-- EXTRAIT PRÉSENTÉ --
+ + + + +

En 1971, Taipei cédait son siège à Pékin. L'île revient en tant qu'observateur
Dans les couloirs de l'Assemblée générale de l'OMS, à l'ombre de la menace du virus A(H1N1), s'est tournée lundi une page d'histoire. Trente-huit ans après avoir dû céder son siège à Pékin, l'île de Taïwan était à nouveau accueillie dans l'enceinte d'une organisation spécialisée de l'ONU. Non pas aux côtés des 193 Etats membres, mais en tant qu'observateur, au même titre que l'Ordre de Malte ou la Croix-Rouge.
La treizième tentative aura été la bonne. Pendant douze ans, en effet, la Chine avait imposé son veto. Le ministre taïwanais de la Santé, Yeh Ching-chuan, a salué cette percée de portée «historique» qui devrait «bénéficier à la santé des 23 millions de Taïwanais et de la population du monde entier». Pourquoi Pékin lâche-t-il soudain du lest alors que durant des années il faisait la sourde oreille malgré le soutien à Taipei de nombreux pays, dont l'Union européenne?
Du côté des services de Margaret Chan, la directrice de l'OMS d'origine de Hongkong, on explique que les deux parties se sont mises d'accord sans l'intervention de l'organisation. Deux facteurs ont été décisifs. D'abord, le réchauffement des relations entre les deux rives du détroit de Taïwan depuis l'élection, il y a un an, du président Ma Ying-jeou, issu des rangs du Kuomintang favorable à un rapprochement avec Pékin. La menace de pandémie du virus A(H1N1) a ensuite forcé la main aux autorités chinoises. Un nouveau refus, comme lors de la crise du SRAS ou de la grippe aviaire, aurait été très mal perçu à l'heure d'une mobilisation internationale sans précédent.

+ + + + +

-- ENTRÉES DU CORPUS --
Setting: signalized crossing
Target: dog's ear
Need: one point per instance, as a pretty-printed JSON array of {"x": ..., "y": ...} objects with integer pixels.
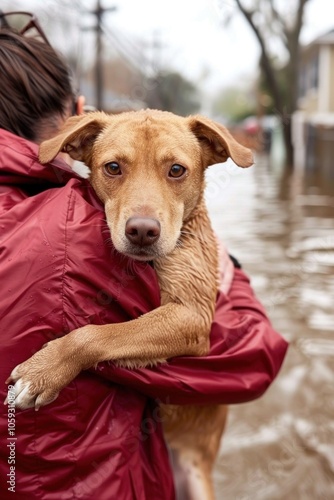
[
  {"x": 77, "y": 134},
  {"x": 218, "y": 144}
]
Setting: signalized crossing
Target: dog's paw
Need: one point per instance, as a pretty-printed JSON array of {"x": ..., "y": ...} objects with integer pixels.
[
  {"x": 38, "y": 381},
  {"x": 27, "y": 395}
]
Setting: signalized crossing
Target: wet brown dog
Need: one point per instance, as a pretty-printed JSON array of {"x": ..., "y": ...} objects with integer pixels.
[{"x": 148, "y": 168}]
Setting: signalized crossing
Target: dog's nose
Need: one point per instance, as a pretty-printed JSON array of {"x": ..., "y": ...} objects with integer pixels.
[{"x": 142, "y": 231}]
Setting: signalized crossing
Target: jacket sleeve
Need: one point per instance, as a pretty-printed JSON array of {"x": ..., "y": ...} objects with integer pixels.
[{"x": 245, "y": 356}]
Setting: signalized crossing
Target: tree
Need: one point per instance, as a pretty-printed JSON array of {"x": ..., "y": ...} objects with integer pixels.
[
  {"x": 269, "y": 21},
  {"x": 171, "y": 91}
]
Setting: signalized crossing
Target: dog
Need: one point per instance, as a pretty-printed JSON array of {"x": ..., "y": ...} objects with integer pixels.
[{"x": 147, "y": 168}]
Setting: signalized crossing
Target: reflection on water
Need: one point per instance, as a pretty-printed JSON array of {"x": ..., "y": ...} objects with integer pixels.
[{"x": 282, "y": 230}]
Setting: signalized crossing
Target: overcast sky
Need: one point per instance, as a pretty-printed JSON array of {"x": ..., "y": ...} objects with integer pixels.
[
  {"x": 190, "y": 33},
  {"x": 194, "y": 32}
]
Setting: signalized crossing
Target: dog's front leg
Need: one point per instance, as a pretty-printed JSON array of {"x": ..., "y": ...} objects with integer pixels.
[{"x": 170, "y": 330}]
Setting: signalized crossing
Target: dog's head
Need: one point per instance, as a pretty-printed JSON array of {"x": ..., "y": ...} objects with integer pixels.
[{"x": 147, "y": 167}]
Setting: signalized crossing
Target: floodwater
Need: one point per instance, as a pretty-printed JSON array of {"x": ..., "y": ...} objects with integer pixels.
[{"x": 281, "y": 228}]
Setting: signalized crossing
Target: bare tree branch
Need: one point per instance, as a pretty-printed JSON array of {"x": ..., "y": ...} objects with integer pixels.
[{"x": 265, "y": 59}]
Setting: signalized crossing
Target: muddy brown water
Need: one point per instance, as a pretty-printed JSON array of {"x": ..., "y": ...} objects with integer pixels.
[{"x": 281, "y": 228}]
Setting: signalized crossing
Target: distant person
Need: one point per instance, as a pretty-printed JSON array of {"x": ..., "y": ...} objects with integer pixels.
[{"x": 102, "y": 438}]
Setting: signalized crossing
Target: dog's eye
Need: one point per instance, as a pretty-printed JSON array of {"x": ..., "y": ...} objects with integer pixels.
[
  {"x": 176, "y": 171},
  {"x": 112, "y": 168}
]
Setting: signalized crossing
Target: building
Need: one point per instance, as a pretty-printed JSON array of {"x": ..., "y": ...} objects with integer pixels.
[{"x": 313, "y": 122}]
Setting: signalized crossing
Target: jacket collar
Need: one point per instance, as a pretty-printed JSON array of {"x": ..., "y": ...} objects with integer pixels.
[{"x": 19, "y": 163}]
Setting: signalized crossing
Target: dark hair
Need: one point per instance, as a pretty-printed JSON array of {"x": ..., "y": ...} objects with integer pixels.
[{"x": 35, "y": 87}]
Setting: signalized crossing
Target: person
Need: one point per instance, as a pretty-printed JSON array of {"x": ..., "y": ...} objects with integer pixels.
[{"x": 102, "y": 438}]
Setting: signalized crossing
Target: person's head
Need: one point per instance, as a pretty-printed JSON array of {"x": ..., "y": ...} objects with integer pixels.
[{"x": 36, "y": 93}]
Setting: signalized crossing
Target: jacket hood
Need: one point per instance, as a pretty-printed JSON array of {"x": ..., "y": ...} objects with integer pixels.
[{"x": 19, "y": 164}]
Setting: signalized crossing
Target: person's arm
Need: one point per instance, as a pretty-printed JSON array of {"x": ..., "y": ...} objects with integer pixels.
[{"x": 245, "y": 356}]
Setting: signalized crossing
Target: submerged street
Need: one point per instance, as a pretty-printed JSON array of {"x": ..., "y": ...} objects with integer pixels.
[{"x": 281, "y": 228}]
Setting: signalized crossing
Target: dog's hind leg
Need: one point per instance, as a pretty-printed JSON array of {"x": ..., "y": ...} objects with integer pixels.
[{"x": 192, "y": 480}]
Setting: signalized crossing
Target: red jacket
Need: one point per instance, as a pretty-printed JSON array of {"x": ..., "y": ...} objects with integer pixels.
[{"x": 101, "y": 439}]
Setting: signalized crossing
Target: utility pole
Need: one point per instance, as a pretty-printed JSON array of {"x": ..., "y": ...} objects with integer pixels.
[{"x": 99, "y": 85}]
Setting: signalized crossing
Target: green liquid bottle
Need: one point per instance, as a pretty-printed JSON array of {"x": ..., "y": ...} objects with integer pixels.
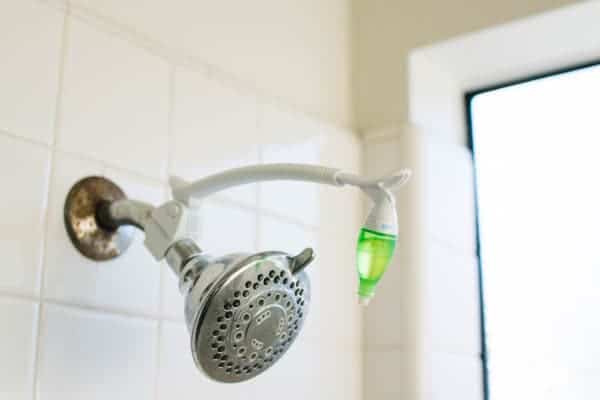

+ + + + +

-- CONSIGNE --
Selon l'extrait sur le retour de Taïwan à l'OMS, pourquoi Pékin a-t-il fini par accepter la présence de l'île comme observateur ? Répondez en une à trois phrases. Les entrées n'ont aucun rapport avec l'extrait.

-- RÉSULTAT ATTENDU --
Deux facteurs ont été décisifs. D'abord, les relations entre les deux rives du détroit de Taïwan se sont réchauffées depuis l'élection, un an plus tôt, du président Ma Ying-jeou, issu du Kuomintang favorable à un rapprochement avec Pékin. Ensuite, la menace de pandémie du virus A(H1N1) a forcé la main aux autorités chinoises, car un nouveau refus aurait été très mal perçu en pleine mobilisation internationale sans précédent.